## [JOB 1]
Rewrite the entries starting at the first one and ending at the line containing "POLYGON ((524 213, 521", replacing "cloud-shaped paper" with "cloud-shaped card" and leaving everything else unchanged.

## [DOCUMENT SEGMENT]
════════

By Laurel Neme, Andrea Crosta, Nir Kalron
If the world needs another reason to get serious about combating elephant poaching, here's one: The attack by terrorists on Westgate Mall in Nairobi. Income from illegal ivory trafficking is a substantial funding source for the Shabab, the group that claimed responsibility for the attack.
The connection between terrorism and wildlife smuggling is clear. An 18-month undercover investigation conducted by our groups found an indisputable financial trail between the illicit trade in ivory and rhino horns and the Shabab. This connection is of increasing concern to world leaders. In her recent announcement of a new global effort to combat poaching, former Secretary of State Hillary Rodham Clinton noted that African terrorist groups, including the Shabab, "fund their terrorist activities to a great extent from ivory trafficking."
Our investigation detailed how the Shabab acts as a middleman, taking orders from agents in Asia or Persian Gulf states and purchasing ivory from small-time brokers to fill those orders. The terrorist group, we found, pays better than many middlemen (about $90 a pound in 2012), making it an attractive buyer. The brokers (often related by clan) who engage the poachers, pay about $23 per pound, which means they make a hefty return in their dealings with the Shabab.

════════

## [JOB 2]
Extend the article on ivory trafficking and Shabab funding, picking up right after its last sentence.

════════

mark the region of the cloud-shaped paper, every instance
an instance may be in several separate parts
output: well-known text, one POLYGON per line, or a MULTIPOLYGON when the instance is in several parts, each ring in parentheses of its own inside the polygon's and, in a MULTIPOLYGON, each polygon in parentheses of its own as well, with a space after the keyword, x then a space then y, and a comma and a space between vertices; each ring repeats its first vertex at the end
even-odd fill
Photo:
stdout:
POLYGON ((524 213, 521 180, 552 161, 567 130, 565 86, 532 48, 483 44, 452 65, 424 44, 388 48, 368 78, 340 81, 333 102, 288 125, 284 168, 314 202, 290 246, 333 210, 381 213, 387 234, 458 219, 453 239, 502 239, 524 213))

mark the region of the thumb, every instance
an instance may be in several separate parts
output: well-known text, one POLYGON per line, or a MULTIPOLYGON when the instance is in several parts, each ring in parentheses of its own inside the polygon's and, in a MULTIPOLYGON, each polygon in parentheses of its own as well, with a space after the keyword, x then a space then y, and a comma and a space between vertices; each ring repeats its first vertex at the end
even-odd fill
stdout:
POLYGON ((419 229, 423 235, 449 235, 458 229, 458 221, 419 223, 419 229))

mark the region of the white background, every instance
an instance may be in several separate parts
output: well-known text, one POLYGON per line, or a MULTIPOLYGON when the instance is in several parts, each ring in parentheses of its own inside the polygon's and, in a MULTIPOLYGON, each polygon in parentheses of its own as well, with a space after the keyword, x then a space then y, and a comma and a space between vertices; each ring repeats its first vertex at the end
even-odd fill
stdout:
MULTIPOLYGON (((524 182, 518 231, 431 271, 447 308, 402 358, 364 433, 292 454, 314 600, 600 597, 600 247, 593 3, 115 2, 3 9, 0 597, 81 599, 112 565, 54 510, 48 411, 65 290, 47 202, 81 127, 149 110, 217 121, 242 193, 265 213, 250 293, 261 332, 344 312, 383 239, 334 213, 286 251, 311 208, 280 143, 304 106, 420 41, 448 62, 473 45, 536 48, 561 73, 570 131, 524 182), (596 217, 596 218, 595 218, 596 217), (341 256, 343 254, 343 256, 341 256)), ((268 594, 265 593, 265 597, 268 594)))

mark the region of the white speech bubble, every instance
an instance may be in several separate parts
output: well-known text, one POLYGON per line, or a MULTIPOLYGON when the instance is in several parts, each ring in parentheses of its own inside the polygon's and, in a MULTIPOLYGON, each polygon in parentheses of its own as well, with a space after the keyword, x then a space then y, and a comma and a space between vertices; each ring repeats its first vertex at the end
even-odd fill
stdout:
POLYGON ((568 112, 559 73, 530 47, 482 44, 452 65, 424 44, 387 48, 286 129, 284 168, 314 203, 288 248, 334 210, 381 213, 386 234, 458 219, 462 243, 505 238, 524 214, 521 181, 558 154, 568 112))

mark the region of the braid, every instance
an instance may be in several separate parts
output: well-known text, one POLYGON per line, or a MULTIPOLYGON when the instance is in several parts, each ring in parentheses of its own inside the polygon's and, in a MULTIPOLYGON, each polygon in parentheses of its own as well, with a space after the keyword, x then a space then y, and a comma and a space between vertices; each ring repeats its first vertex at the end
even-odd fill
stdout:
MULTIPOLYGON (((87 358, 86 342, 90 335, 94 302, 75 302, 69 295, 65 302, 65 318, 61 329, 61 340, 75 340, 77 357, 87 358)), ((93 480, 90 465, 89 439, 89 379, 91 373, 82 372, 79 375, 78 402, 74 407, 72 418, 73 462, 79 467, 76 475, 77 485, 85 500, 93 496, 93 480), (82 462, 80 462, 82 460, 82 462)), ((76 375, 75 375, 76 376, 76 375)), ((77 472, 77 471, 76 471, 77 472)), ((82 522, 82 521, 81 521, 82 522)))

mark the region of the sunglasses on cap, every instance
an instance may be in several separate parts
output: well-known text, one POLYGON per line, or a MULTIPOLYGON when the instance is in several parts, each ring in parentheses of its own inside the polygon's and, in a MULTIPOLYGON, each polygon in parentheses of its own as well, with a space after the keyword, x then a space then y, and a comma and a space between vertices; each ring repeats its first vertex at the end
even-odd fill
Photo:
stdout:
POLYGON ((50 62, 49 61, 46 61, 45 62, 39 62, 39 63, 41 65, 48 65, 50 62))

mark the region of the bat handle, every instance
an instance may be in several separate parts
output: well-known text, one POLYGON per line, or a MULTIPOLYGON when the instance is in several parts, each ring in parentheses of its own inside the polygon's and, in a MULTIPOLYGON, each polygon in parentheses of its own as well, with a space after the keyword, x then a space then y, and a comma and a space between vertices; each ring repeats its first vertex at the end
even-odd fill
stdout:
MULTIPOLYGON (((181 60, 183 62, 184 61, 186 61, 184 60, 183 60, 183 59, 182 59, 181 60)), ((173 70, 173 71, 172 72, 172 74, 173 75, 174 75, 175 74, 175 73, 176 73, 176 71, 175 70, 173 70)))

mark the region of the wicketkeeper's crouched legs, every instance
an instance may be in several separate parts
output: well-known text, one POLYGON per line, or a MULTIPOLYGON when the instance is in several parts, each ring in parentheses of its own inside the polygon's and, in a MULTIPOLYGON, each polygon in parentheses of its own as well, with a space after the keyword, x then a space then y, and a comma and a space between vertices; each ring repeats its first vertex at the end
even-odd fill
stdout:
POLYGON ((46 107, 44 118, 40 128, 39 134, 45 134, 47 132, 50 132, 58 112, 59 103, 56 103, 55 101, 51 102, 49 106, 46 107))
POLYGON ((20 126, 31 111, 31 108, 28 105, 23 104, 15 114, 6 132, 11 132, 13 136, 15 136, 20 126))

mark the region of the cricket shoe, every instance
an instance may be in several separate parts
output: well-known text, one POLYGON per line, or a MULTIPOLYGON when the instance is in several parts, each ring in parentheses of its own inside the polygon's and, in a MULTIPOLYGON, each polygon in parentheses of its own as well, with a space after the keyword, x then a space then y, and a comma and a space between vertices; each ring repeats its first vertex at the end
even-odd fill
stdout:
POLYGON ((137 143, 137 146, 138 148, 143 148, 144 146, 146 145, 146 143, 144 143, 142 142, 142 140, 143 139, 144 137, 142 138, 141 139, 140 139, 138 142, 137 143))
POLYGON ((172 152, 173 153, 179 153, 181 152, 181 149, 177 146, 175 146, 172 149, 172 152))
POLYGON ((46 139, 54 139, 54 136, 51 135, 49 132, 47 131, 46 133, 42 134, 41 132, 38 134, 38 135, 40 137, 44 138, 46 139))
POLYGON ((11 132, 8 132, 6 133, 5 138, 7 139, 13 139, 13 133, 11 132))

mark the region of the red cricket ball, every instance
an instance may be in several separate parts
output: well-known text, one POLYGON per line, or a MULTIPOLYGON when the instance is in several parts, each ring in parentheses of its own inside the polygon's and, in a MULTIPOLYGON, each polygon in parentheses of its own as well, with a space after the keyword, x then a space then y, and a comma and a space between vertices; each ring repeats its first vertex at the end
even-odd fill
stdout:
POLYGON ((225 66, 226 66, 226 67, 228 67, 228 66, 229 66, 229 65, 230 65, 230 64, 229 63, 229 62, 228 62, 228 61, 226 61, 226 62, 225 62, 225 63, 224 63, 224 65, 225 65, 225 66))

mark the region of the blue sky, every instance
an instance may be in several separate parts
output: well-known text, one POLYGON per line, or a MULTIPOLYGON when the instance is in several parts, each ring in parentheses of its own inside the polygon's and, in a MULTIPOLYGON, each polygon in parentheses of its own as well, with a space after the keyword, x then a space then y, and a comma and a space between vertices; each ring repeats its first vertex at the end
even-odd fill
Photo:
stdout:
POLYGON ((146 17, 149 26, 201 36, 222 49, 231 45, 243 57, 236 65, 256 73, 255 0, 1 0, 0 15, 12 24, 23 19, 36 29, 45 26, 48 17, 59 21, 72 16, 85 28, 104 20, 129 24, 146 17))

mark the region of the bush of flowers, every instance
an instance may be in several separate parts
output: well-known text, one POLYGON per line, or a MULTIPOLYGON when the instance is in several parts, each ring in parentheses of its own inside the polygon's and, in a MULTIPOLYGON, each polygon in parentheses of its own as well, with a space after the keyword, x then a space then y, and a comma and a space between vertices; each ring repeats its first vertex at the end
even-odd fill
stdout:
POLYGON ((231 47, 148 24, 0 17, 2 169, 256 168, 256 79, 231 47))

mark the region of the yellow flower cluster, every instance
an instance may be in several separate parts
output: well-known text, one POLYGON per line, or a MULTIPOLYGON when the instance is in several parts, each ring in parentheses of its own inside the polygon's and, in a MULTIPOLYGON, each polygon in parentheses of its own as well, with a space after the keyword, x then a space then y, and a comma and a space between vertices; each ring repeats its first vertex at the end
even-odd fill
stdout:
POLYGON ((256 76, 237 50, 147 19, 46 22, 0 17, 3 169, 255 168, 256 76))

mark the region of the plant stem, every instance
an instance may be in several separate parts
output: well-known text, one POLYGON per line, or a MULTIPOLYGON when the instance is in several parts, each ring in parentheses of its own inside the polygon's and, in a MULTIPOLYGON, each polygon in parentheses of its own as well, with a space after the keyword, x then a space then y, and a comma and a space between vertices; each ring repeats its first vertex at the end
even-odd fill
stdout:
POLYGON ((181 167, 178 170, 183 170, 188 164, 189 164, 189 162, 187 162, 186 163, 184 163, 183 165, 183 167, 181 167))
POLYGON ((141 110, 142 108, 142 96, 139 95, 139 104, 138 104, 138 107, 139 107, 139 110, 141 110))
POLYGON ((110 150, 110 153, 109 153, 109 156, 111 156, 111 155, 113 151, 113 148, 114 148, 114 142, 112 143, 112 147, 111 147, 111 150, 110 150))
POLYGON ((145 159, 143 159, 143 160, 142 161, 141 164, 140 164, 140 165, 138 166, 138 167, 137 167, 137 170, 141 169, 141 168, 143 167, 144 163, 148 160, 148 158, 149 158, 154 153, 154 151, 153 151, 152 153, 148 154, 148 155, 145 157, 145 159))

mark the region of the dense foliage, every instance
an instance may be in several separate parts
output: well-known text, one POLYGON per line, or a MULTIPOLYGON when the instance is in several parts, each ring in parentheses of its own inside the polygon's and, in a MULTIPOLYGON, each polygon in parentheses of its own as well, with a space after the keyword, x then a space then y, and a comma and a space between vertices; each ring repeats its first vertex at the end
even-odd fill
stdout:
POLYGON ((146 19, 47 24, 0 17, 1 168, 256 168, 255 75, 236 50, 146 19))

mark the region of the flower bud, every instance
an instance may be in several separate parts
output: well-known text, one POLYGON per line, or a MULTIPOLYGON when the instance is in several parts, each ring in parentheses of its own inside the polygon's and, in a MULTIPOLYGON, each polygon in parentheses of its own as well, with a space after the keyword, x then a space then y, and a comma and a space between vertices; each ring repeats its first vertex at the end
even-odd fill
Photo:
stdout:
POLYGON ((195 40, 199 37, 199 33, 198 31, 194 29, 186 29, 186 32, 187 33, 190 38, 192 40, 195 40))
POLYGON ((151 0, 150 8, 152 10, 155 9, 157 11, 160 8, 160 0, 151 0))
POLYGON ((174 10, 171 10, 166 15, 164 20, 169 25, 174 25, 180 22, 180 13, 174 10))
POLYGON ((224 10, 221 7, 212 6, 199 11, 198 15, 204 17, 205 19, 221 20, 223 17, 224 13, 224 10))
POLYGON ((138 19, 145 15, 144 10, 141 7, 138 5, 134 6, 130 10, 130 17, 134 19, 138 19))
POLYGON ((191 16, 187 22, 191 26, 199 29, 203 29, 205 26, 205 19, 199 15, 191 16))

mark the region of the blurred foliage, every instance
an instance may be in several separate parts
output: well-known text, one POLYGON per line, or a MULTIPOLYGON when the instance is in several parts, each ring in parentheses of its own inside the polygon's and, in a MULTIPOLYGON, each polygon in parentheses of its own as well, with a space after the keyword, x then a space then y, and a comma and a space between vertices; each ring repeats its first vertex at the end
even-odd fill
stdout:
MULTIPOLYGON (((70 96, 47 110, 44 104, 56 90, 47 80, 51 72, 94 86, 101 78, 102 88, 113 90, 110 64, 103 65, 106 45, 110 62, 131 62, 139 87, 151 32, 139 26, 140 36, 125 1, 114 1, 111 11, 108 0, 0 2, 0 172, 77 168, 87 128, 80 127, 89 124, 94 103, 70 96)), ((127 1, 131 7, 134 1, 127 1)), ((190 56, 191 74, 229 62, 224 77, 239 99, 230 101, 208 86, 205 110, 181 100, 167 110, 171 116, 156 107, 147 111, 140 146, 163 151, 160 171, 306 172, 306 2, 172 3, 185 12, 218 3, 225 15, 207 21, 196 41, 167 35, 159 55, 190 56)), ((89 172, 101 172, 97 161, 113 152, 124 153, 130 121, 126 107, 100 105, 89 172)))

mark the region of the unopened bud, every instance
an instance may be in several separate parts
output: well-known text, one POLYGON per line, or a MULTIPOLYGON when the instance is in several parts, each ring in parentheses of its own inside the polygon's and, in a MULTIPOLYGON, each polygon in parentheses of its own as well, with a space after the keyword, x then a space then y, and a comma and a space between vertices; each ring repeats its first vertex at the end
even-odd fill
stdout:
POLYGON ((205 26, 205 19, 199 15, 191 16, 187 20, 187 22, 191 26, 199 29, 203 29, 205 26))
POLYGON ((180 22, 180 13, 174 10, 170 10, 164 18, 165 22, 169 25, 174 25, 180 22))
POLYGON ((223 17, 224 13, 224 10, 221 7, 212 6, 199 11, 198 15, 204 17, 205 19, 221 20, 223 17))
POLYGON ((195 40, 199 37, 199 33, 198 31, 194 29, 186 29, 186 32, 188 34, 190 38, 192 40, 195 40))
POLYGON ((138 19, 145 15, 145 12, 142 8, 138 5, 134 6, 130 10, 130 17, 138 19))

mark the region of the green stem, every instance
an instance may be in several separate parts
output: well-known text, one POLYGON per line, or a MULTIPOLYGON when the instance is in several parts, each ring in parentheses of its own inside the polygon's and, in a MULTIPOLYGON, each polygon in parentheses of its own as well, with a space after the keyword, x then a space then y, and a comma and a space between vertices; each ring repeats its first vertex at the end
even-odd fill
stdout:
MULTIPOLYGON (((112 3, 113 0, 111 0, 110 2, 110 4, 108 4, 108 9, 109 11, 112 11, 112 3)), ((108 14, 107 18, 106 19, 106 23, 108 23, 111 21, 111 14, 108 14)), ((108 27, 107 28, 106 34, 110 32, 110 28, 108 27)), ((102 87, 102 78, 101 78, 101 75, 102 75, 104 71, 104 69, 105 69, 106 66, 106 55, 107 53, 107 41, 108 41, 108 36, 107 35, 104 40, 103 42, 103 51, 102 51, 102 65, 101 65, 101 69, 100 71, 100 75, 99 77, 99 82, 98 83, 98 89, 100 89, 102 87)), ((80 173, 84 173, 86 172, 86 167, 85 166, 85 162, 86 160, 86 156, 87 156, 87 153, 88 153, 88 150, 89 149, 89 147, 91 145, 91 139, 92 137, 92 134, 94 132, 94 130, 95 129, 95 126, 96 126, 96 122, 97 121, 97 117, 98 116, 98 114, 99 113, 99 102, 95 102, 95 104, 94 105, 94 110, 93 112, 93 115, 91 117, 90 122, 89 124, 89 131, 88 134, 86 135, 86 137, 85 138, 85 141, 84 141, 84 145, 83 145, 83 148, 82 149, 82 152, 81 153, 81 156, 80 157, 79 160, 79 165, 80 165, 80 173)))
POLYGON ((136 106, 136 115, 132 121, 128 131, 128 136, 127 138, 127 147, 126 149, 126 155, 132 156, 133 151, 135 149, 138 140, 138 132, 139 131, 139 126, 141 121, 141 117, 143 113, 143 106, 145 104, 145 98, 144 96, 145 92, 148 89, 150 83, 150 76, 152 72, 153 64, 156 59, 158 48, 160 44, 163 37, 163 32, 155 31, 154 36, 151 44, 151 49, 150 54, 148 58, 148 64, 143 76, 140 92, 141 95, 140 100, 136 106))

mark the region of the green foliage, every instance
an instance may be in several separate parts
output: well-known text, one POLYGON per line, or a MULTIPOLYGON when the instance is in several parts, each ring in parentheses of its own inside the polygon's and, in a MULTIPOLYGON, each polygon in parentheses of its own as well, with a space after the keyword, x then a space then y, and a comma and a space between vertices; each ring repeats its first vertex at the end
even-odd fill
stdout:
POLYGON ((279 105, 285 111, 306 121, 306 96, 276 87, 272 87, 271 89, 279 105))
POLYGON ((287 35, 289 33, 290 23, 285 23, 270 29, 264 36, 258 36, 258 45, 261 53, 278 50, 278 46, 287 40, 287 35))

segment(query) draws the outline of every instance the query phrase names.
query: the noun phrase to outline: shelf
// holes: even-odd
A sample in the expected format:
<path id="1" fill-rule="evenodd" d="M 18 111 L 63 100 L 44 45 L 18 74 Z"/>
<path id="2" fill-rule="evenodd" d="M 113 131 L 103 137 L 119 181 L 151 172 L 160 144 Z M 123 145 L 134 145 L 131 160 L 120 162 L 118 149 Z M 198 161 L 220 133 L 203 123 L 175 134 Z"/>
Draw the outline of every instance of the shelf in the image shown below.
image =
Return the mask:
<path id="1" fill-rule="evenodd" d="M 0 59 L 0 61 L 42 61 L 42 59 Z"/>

════════

## [TASK RESULT 1]
mark the region of the cloud-shaped card, every instance
an instance may be in several separate parts
output: well-known text, one POLYGON per line, or a MULTIPOLYGON when the instance is in several parts, each ring in parentheses of its own inside the polygon's and, in a MULTIPOLYGON, each polygon in parentheses of its own as well, with a space after the keyword, x then a space then y, and a comma and a space between vertices; each ring repeats its first vertex at the end
even-odd fill
Photo:
stdout:
POLYGON ((524 213, 521 180, 552 161, 567 130, 565 86, 532 48, 483 44, 452 65, 424 44, 388 48, 368 78, 340 81, 333 102, 288 125, 284 168, 314 202, 290 246, 333 210, 381 213, 387 234, 458 219, 453 239, 502 239, 524 213))

## [TASK RESULT 2]
The Shabab's spot as a premier broker is in part due to its financial and organizational prowess. And a recent crackdown by the Kenya Wildlife Service on ivory smuggling at its ports and airports has made the group an even more essential player. But the real driver of the Shabab's ivory business is soaring demand in consuming countries, which raises prices and makes the trade ever more lucrative. Illicit raw ivory now fetches nearly $700 per pound in some parts of Asia.
The money the Shabab earns from the black market in ivory allows the group to recruit and pay its soldiers well and consistently. Because of the trade, Shabab fighters are paid about $300 a month, while those in Somalia's regular army have often earned far less. More....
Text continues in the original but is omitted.